Set down each line of the data exactly, but not the pictures.

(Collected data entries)
────────

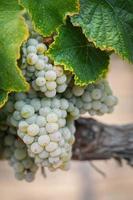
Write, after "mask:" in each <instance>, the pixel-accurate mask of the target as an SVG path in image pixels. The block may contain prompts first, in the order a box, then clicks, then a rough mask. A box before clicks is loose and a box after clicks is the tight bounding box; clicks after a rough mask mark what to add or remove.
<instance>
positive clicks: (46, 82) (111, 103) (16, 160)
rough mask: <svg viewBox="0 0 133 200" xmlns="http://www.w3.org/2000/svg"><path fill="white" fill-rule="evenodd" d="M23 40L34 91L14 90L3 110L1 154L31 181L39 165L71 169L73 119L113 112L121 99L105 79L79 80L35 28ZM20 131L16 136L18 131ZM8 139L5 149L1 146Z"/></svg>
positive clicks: (21, 177)
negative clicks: (114, 94)
mask: <svg viewBox="0 0 133 200" xmlns="http://www.w3.org/2000/svg"><path fill="white" fill-rule="evenodd" d="M31 32H32V36H31V37H30V38H29V39H28V41H27V42H26V43H25V44H24V45H23V46H22V58H21V66H20V68H21V69H22V72H23V74H24V76H25V78H26V80H27V81H28V82H29V84H30V86H31V87H30V88H31V89H30V91H28V92H27V93H18V94H13V95H10V98H9V101H8V102H7V104H6V105H5V107H4V108H3V109H2V111H1V115H2V116H5V118H6V120H5V121H4V126H2V125H1V127H0V129H1V131H0V132H1V135H0V139H1V140H2V141H4V142H0V149H1V152H2V153H1V154H0V156H1V155H4V157H6V158H7V159H8V160H9V163H10V165H12V166H13V168H14V171H15V176H16V178H17V179H19V180H22V179H25V180H27V181H32V180H33V179H34V176H35V173H36V170H37V168H38V166H41V167H47V168H48V169H49V170H51V171H54V170H56V169H63V170H67V169H68V168H69V164H70V159H71V156H72V145H73V143H74V140H75V135H74V133H75V131H76V130H75V125H74V121H75V120H76V119H78V118H79V117H80V115H81V114H84V113H87V112H88V113H89V114H90V115H103V114H105V113H111V112H112V111H113V109H114V106H115V105H116V104H117V98H116V97H115V96H114V95H113V93H112V91H111V88H110V86H109V84H108V82H107V81H106V80H100V81H98V82H96V83H94V84H89V85H87V86H84V87H82V86H77V85H75V83H74V78H73V75H72V74H71V73H68V72H66V71H65V70H64V69H63V68H62V67H61V66H55V65H54V64H53V62H52V61H51V60H50V59H49V58H48V57H47V56H46V55H45V52H46V51H47V46H46V45H45V44H44V43H43V38H42V37H41V36H40V35H38V34H37V33H35V32H34V31H33V30H32V29H31ZM16 135H17V136H16ZM3 144H4V152H3V151H2V148H3Z"/></svg>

────────

**ANSWER AREA**
Write, after "mask:" in each <instance>, the pixel-accurate mask of the target as an SVG path in image pixels. The block may contain prompts first, in the order a box, then clicks, then a rough mask. A box before clicks is loose and a box after clicks is the tight bounding box; clicks after a rough mask mark what to add or remove.
<instance>
positive clicks: (46, 82) (111, 103) (16, 160)
rough mask: <svg viewBox="0 0 133 200" xmlns="http://www.w3.org/2000/svg"><path fill="white" fill-rule="evenodd" d="M23 40L34 91L14 90L3 110L1 154L31 181L39 165L71 169L73 119L113 112L121 99L105 79L79 80L35 28ZM20 131L16 136L18 131ZM8 139L5 149L1 146Z"/></svg>
positive clicks: (21, 177)
negative clicks: (114, 94)
mask: <svg viewBox="0 0 133 200" xmlns="http://www.w3.org/2000/svg"><path fill="white" fill-rule="evenodd" d="M31 32H32V36H31V37H30V38H29V39H28V41H27V42H26V43H25V44H24V45H23V46H22V58H21V66H20V68H21V69H22V72H23V74H24V76H25V78H26V80H27V81H28V82H29V84H30V86H31V87H30V88H31V89H30V91H28V92H27V93H18V94H13V95H10V98H9V101H8V102H7V104H6V105H5V107H4V108H3V109H2V111H1V115H2V116H5V118H6V120H5V121H4V126H2V125H1V127H0V129H1V131H0V132H1V135H0V139H1V140H2V141H4V142H0V149H1V152H2V153H1V154H0V156H1V155H4V157H6V158H7V159H8V160H9V163H10V165H12V166H13V168H14V171H15V176H16V178H17V179H19V180H22V179H25V180H27V181H32V180H33V179H34V176H35V173H36V170H37V168H38V166H41V167H47V168H48V169H49V170H51V171H54V170H56V169H63V170H67V169H68V168H69V164H70V159H71V156H72V145H73V143H74V140H75V135H74V133H75V131H76V130H75V125H74V121H75V120H76V119H78V118H79V117H80V115H81V114H84V113H87V112H88V113H89V114H90V115H103V114H105V113H111V112H112V111H113V109H114V106H115V105H116V104H117V98H116V97H115V96H114V95H113V93H112V91H111V88H110V86H109V84H108V82H107V81H106V80H100V81H98V82H96V83H94V84H89V85H87V86H84V87H82V86H77V85H75V83H74V78H73V75H72V74H71V73H68V72H66V71H65V70H64V69H63V68H62V67H61V66H55V65H54V64H53V62H52V61H51V60H50V59H49V58H48V57H47V56H46V55H45V52H46V51H47V46H46V45H45V44H44V43H43V38H42V37H41V36H40V35H38V34H37V33H35V32H34V31H33V30H32V29H31ZM16 135H17V136H16ZM3 144H4V152H3V151H2V148H3Z"/></svg>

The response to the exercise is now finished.